## Extract provided
Wanting something a little more serious he went into the New Zealand Army full time.
When a student he joined the part-time Territorial Force and commissioned into the Royal New Zealand Armoured Core, based at an armoured reconnaissance unit in Napier.
Being a soldier wasn't a vocation at first.
"I didn't have a particular plan. I was walking across the quad, as one does at university, and a friend of mine asked me what I was doing. I said I was going for a coffee.
"I asked what he was doing and he said he was going to join the Army and why don't I come along.
"So I said sure, why not - there is nothing else to do. He lasted for three years and I have lasted for 33 years - I'm still in as a regimental colonel of an infantry battalion."
After two years he shopped his CV around corporations and was picked up by multinational Fletcher Challenge, one of the country's largest companies with interests in construction, forestry, building and energy, initially within New Zealand and then internationally.
He quickly rose through the ranks in HR and was running a Fletcher Wood Panels manufacturing plant when shoulder-tapped by Skellerup Group, with a view to becoming chief executive of the distribution division.
"That never happened because it collapsed."
Skellerup reincarnated as Viking Pacific and became "probably New Zealand's largest leveraged-debt environment", funded by Goldman Sachs' United States office.
"I wanted to be in business for myself and I set up Hunter Powell Investments and have never looked back."
Formed in 1999 he holds an equal shareholding with wife Sharon Hunter, a former owner of PC Direct.
"Hunter Powell Investments is the investment vehicle we use to buy businesses and so forth but we don't do anything together. Other than sharing Hunter Powell we try to keep things quite separate - there has to be a division between married and business life or else you are living and breathing a 24-hour experience, but we are hugely supportive of each other."

## Goal
Answer these questions using the profile:
1. At what kind of unit, and in which town, was he based after being commissioned?
2. Which company hired him after he shopped his CV around corporations?
3. In what year was Hunter Powell Investments formed?
The data plays no part in this exercise.

## Source data
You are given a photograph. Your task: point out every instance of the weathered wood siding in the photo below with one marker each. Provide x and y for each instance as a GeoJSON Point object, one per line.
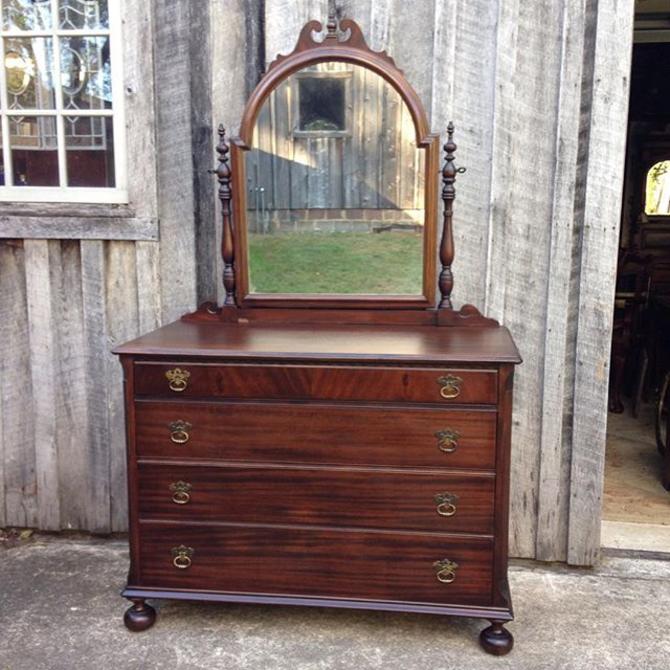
{"type": "Point", "coordinates": [538, 92]}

## Answer to this task
1. An armoured reconnaissance unit in Napier
2. Fletcher Challenge
3. 1999